== Supplied material

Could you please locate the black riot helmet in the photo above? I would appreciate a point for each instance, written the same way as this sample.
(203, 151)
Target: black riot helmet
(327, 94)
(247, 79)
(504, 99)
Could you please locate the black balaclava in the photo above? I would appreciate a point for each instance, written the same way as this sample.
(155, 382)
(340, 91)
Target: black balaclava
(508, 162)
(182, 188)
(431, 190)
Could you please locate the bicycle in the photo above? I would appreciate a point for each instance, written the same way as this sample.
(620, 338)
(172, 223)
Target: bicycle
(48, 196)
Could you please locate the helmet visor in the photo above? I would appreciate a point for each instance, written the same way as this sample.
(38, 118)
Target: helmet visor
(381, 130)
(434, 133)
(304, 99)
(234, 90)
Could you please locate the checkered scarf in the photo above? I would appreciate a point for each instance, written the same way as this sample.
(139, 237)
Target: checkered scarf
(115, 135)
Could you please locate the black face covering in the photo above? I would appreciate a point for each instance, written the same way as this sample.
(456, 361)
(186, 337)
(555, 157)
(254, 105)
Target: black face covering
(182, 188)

====

Task ▸ Please print each entry once more, exactly as it reads.

Final answer ▸
Could you please locate the black riot helmet in the photo above? I would appreciate a point for each instance, written the same way as this sample.
(203, 151)
Target: black riot helmet
(327, 94)
(247, 79)
(504, 99)
Could you please locate the black balaclava in the photo above? I would appreciate a point for each instance, written the same way as this sample.
(155, 382)
(340, 91)
Target: black balaclava
(508, 162)
(182, 188)
(431, 190)
Could you please locate the bicycle in the photo above? I would appreciate a point for each instance, written the same way as this sample.
(620, 338)
(172, 223)
Target: bicycle
(48, 196)
Could you please locate the helmet visor in the photo above? I would appreciate a point for each instance, written the same way as this sample.
(38, 118)
Target: helmet visor
(381, 130)
(434, 133)
(304, 99)
(234, 90)
Could you please locate the checkered scarf in the photo above? I would appreciate a point for each instance, written the same way as this sample.
(139, 237)
Target: checkered scarf
(115, 135)
Could you please locate the black face covering in the photo above? I would appreciate a point for each instance, written the same way as this sample.
(456, 361)
(186, 337)
(555, 157)
(254, 105)
Target: black face covering
(182, 188)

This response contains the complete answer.